Extract

Suffer the Children

Three kids with attachment disorder have died in Colorado -- but according to Foster Cline, their parents and therapists are the ones most in need of help.

In 1992, when their youngest son was five, one of the Everses' distant relatives was arrested for domestic violence and his two-year-old daughter removed from the home. The Everses offered to adopt her.

The girl, Leia, had been neglected and abused. After the Everses took her in, however, "she did beautifully," Sandy says. "A couple years after we got her, all of the children said, 'We want more babies.' We thought it would be good for Leia."

In September 1995, the family received approval from the state to adopt up to three more children. The very next day, the Everses were informed that nine children were available for adoption out of Pueblo. Would they be interested in seeing the kids?

Renee Polreis and her husband heading to court 
during her trial for the death of their adopted son, 
Renee Polreis and her husband heading to court during her trial for the death of their adopted son, David.
The extended Evers family, including birth and 
adopted children. The late Berta is seated on Dennis's 
lap (right).
The extended Evers family, including birth and adopted children. The late Berta is seated on Dennis's lap (right).

Data section
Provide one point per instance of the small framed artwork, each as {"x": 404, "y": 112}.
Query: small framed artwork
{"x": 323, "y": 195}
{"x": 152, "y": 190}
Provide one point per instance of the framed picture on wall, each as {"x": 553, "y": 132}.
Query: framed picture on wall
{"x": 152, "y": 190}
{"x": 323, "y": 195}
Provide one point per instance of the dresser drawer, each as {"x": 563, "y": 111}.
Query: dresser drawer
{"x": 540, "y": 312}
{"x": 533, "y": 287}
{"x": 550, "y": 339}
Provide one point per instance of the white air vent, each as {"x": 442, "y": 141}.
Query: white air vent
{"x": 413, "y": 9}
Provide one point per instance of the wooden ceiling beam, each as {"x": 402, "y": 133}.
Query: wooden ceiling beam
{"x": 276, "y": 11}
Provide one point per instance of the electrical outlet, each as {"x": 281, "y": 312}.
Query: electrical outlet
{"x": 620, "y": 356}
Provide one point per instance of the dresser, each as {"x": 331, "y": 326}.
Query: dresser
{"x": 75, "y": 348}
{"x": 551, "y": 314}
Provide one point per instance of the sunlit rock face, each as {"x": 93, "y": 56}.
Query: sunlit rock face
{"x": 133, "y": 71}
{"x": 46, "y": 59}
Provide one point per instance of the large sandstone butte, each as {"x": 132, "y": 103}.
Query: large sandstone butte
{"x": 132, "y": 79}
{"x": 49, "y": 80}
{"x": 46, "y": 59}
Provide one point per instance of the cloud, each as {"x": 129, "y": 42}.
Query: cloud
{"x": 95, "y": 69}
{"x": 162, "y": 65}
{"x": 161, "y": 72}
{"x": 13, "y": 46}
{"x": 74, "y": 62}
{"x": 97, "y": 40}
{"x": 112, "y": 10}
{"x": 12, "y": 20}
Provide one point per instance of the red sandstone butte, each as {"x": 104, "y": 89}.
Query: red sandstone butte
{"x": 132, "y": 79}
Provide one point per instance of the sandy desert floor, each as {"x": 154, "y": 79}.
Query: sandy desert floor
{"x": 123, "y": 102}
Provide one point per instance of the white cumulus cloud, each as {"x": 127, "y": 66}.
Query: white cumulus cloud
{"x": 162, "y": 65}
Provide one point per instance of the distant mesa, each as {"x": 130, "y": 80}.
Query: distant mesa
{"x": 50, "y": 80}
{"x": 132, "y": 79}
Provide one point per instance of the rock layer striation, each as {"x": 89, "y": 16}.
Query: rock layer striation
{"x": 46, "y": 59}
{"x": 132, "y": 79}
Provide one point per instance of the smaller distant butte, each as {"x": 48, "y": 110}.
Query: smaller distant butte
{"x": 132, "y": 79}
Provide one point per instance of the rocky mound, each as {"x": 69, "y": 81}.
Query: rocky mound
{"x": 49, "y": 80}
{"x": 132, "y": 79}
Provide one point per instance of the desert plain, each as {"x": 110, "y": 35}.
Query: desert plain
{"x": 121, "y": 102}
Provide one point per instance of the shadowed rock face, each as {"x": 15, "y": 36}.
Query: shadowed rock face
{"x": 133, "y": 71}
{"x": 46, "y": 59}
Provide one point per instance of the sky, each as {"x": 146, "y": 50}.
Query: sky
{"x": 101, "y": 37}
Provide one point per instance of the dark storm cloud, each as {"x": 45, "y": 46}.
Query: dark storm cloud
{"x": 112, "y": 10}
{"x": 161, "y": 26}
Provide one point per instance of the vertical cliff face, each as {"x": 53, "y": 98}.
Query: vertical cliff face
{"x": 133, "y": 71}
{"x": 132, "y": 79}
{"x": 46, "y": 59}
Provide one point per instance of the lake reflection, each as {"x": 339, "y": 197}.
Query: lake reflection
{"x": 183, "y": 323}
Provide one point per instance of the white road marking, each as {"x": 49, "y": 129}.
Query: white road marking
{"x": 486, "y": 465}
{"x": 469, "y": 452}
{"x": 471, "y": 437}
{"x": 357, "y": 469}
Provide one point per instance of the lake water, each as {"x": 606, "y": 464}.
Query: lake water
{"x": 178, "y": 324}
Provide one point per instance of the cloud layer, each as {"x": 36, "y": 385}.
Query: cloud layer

Instructions
1/ Rewrite the article's paragraph beginning "In September 1995" as a short bulleted list that keeps its main facts.
2/ List every person the article mentions by a first name or full name.
3/ Reproduce the part of the article starting at "Three kids with" and ending at "to adopt her.".

Expected results
1/
- September 1995: the state approved the family to adopt up to three more children.
- The next day, the Everses learned that nine children in Pueblo were available for adoption.
- They were asked whether they wanted to see the children.

2/
- Foster Cline
- Leia
- Sandy
- Renee Polreis
- David
- Berta
- Dennis

3/
Three kids with attachment disorder have died in Colorado -- but according to Foster Cline, their parents and therapists are the ones most in need of help.

In 1992, when their youngest son was five, one of the Everses' distant relatives was arrested for domestic violence and his two-year-old daughter removed from the home. The Everses offered to adopt her.